Lesetext:
########
Eine andere Autowirtschaft ist möglich

nd-Serie »Die Linke – vorwärts oder vorbei?«: Sozialökologische Wege aus der Krise der Fahrzeugindustrie

  • Thomas Goes
  • Lesedauer: 8 Min.
Das jahrzehntelange Modell der deutschen Autoindustrie ist weder ökologisch sinnvoll noch eine zukunftsträchtige Erfolgsstrategie.
Das jahrzehntelange Modell der deutschen Autoindustrie ist weder ökologisch sinnvoll noch eine zukunftsträchtige Erfolgsstrategie.
########
[Gespeicherte Einträge]
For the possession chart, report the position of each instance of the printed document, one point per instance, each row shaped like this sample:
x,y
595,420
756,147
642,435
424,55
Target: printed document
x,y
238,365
########
Aufgaben:
- 1) Gib den Abschnitt des Textes über die Autoindustrie wieder, beginnend bei „Eine andere Autowirtschaft“ und endend bei „Lesedauer: 8 Min.“. Tausche dabei „Autowirtschaft“ gegen „Fahrzeugwirtschaft“ aus.
- 2) Beantworte anhand des Textes über die Autoindustrie diese Fragen:
(a) Wie heißt die Serie, zu der der Beitrag gehört?
(b) Welcher Name ist beim Beitrag als Autor genannt?
(c) Welche Lesedauer wird angegeben?
- 3) Setze den Text über die Autoindustrie nach seinem letzten Satz fort.

Ergebnisse je Aufgabe:
- 1)
Eine andere Fahrzeugwirtschaft ist möglich

nd-Serie »Die Linke – vorwärts oder vorbei?«: Sozialökologische Wege aus der Krise der Fahrzeugindustrie

  • Thomas Goes
  • Lesedauer: 8 Min.

- 2)
(a) »Die Linke – vorwärts oder vorbei?«
(b) Thomas Goes
(c) 8 Minuten

- 3)
Große Erleichterung empfand man bei der IG Metall, als kurz vor Weihnachten im Ringen mit dem VW-Konzern ein gangbarer Kompromiss erreicht wurde. Werksschließungen wurden abgewehrt. Beschäftigte verzichten kurzfristig auf Lohnerhöhungen, das Geld fließt in einen Zukunftsfonds, aus dem Personalübergänge bezahlt werden. Entlassungen wurden so abgewendet, bis 2030 werden aber sozialverträglich dennoch 35 000 Stellen in Deutschland abgebaut. Man könnte sagen: Die Belegschaft ist dank der IG Metall noch mal mit einem blauen Auge davongekommen. Aber der »beispiellose Tarifkampf«, von dem die Gewerkschaft sprach, verweist auf grundlegendere Probleme des Konzerns und der deutschen Automobilindustrie.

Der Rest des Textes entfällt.